**What is being asked**
Reproduce every line of the listing below that contains the word "cliff".

- - - -

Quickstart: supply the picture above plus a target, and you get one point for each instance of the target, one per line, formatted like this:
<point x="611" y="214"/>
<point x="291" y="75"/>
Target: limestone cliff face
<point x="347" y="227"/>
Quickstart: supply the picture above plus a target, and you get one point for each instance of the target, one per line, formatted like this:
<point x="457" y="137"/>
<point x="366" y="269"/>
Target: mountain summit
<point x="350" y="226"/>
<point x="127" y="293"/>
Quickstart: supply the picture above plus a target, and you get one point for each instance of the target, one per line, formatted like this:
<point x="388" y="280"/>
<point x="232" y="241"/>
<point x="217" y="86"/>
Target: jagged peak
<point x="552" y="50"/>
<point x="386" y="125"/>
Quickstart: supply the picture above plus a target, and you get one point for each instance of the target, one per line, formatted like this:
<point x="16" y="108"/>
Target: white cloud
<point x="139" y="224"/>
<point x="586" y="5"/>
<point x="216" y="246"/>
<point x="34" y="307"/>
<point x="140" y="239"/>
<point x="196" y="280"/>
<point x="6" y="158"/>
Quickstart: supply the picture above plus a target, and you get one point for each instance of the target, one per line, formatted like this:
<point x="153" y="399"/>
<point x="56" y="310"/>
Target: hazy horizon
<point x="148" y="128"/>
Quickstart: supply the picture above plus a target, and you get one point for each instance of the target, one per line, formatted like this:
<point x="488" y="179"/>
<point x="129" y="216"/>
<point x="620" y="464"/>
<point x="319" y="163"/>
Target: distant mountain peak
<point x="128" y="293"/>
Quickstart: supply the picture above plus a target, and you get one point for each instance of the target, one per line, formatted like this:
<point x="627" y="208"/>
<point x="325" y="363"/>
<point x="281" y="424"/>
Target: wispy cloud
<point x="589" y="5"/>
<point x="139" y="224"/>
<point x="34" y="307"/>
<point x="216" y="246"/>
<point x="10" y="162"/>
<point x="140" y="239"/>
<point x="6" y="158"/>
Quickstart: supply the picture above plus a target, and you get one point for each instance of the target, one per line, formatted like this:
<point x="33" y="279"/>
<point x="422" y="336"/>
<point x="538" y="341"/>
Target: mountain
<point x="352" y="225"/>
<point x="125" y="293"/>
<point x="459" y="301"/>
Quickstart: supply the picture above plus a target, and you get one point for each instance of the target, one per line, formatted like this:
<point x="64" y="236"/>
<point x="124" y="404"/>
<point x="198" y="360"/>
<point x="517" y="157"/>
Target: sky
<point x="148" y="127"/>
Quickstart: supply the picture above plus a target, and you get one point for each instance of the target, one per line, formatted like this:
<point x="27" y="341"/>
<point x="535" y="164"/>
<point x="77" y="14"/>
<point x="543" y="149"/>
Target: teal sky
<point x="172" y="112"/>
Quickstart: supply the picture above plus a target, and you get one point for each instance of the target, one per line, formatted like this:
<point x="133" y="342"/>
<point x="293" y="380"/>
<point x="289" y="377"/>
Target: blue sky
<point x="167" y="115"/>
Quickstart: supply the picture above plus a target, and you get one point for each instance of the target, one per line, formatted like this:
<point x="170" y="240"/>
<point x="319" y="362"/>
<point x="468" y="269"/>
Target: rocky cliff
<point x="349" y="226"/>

- - - -

**Result for this exercise**
Target: limestone cliff face
Target: rocky cliff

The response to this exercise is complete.